++++ TASK MATERIAL ++++

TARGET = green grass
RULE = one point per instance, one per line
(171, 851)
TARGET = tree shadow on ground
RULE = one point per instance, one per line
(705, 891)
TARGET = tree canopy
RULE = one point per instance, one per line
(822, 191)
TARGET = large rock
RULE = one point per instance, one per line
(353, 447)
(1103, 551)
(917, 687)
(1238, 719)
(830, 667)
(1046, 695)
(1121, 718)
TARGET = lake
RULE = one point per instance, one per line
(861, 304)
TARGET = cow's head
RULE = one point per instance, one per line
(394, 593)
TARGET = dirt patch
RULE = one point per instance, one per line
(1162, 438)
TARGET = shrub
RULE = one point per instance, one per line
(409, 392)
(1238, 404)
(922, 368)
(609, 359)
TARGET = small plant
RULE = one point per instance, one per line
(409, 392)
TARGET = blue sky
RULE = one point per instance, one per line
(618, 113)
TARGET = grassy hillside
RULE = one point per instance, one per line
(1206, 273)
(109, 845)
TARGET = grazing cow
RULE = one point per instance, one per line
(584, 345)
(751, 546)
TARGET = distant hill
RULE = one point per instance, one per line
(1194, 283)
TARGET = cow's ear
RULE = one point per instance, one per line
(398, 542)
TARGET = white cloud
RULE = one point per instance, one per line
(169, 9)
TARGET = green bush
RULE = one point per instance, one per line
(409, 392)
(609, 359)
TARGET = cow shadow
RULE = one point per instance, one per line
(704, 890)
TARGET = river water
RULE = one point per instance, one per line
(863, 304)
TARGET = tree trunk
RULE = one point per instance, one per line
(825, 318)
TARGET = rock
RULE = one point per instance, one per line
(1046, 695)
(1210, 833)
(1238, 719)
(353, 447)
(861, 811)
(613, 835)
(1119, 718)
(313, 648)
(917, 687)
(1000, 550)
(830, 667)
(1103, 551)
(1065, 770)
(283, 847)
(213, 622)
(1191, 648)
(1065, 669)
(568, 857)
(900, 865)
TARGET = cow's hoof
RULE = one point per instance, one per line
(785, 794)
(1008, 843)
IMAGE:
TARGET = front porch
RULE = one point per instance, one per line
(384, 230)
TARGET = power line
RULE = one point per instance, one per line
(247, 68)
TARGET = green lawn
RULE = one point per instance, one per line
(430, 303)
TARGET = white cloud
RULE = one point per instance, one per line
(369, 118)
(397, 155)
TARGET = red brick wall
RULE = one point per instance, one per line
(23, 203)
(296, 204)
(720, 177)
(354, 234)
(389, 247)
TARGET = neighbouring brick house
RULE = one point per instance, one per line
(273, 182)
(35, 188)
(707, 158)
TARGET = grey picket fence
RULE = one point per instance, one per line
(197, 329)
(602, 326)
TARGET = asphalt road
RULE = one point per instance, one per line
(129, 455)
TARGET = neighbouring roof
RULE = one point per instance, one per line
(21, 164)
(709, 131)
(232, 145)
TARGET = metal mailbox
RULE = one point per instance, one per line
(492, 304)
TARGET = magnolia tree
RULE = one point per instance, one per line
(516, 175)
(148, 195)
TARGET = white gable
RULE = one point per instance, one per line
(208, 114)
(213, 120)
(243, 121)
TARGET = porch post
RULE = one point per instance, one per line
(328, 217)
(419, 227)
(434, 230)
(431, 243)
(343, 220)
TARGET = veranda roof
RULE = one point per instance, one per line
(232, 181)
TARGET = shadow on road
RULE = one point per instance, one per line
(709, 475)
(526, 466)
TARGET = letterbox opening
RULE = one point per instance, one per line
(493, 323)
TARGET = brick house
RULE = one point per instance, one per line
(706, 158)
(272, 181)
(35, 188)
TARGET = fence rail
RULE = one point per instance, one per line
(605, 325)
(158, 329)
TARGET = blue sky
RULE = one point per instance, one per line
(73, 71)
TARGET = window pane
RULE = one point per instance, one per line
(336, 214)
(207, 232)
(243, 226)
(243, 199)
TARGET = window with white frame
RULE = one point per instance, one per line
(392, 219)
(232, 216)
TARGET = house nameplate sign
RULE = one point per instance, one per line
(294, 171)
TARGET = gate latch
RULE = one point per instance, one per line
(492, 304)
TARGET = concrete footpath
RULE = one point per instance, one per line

++++

## WHAT YOU SHOULD DO
Exactly as written, give again every line from the one containing "TARGET = neighbouring brick house" through the last line of the material above, and no other lines.

## ANSWER IN FULL
TARGET = neighbouring brick house
RULE = one point per instance, one per line
(273, 182)
(35, 188)
(707, 158)
TARGET = grey picket fence
RULE = one point per instance, one per line
(197, 329)
(602, 326)
TARGET = asphalt road
RULE = one point per instance, one per line
(129, 455)
TARGET = neighbouring roof
RULE = one point per instance, one per line
(21, 164)
(709, 131)
(232, 145)
TARGET = metal mailbox
RULE = one point per instance, one per line
(492, 304)
TARGET = magnolia tree
RULE = one point per instance, one per line
(516, 175)
(148, 195)
TARGET = white gable
RULE = one point per instance, one per line
(208, 114)
(213, 120)
(243, 121)
TARGET = porch post
RULE = one point per instance, one per line
(328, 217)
(419, 227)
(434, 230)
(431, 243)
(343, 220)
TARGET = veranda roof
RULE = one point per instance, one per line
(232, 181)
TARGET = shadow on road
RULE = one point per instance, one per line
(709, 475)
(526, 466)
TARGET = letterbox opening
RULE = one point per instance, one per line
(493, 323)
TARGET = brick house
RULE = one point per instance, one per line
(706, 158)
(272, 181)
(35, 188)
TARGET = fence rail
RULE = one point per instance, one per line
(605, 325)
(158, 329)
TARGET = blue sky
RULE = one point per instance, one per line
(73, 71)
TARGET = window pane
RULE = one point per instance, one per line
(336, 214)
(207, 232)
(243, 226)
(243, 199)
TARGET = window with white frame
RULE = one point per instance, one per line
(392, 219)
(232, 216)
TARGET = house nameplate sign
RULE = one point per instance, one per line
(294, 171)
TARGET = gate latch
RULE = one point per instance, one per line
(492, 304)
TARGET = concrete footpath
RULE = one point per instance, one per line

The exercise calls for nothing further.